## [Data shown]
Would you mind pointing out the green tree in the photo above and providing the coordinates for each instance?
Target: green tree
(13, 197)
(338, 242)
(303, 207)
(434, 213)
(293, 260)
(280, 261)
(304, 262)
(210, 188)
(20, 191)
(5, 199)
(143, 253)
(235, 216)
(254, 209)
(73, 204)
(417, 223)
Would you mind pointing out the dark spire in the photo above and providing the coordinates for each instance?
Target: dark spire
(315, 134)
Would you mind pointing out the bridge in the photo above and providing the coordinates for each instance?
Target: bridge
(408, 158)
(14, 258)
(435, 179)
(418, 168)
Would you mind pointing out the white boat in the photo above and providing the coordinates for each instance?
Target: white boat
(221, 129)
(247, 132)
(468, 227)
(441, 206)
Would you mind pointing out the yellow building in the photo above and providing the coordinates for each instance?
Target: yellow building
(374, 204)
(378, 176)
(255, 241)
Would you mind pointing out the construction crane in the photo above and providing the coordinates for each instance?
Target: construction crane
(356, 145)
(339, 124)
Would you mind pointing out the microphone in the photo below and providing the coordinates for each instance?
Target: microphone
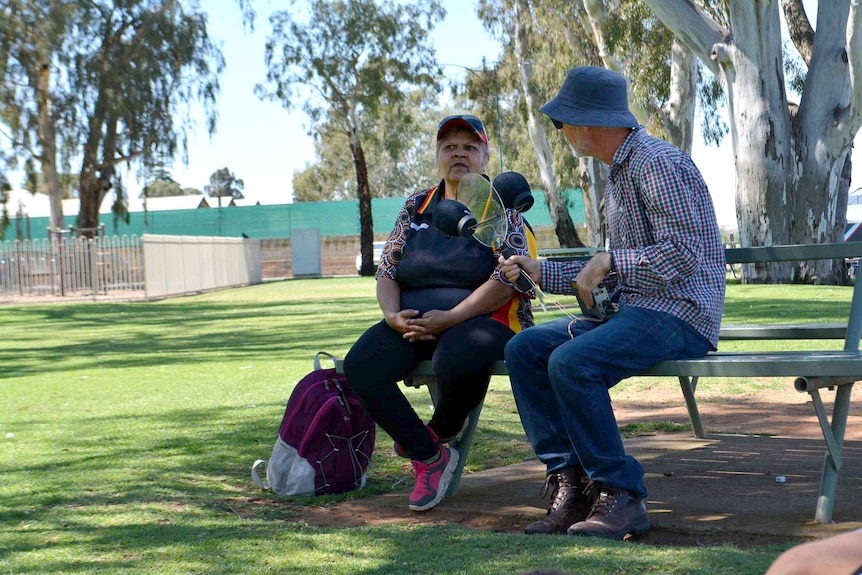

## [What to work on]
Could you copy out all of the data above, line for line and unchanged, but without the pictures?

## [Answer below]
Would you mind pointing out the green tree in the photo above and providing the coordinates for each instance?
Target: green tree
(13, 197)
(338, 242)
(303, 207)
(434, 213)
(293, 260)
(280, 261)
(304, 262)
(210, 188)
(20, 191)
(5, 199)
(143, 253)
(235, 216)
(254, 209)
(73, 204)
(417, 223)
Would you mind pointing out the dark spire in the photo above and providing the coordinates for each instance?
Target: dark spire
(315, 134)
Would you mind pointing out the bridge in the photo above and providing the coordinates for each instance?
Target: bridge
(408, 158)
(14, 258)
(435, 179)
(418, 168)
Would you mind pointing out the white boat in the photo above and providing the coordinates for each instance?
Target: white boat
(221, 129)
(247, 132)
(468, 227)
(441, 206)
Would you mind pointing out the yellow building in the photo above and providing the coordinates for each instance?
Target: yellow building
(374, 204)
(378, 176)
(255, 241)
Would you mind pointing out the construction crane in the photo above and providing the coordinates for each instance?
Target: construction crane
(356, 145)
(339, 124)
Would you mind pointing out the microphone in the photo below and providing the coordinates for each instance?
Target: microphone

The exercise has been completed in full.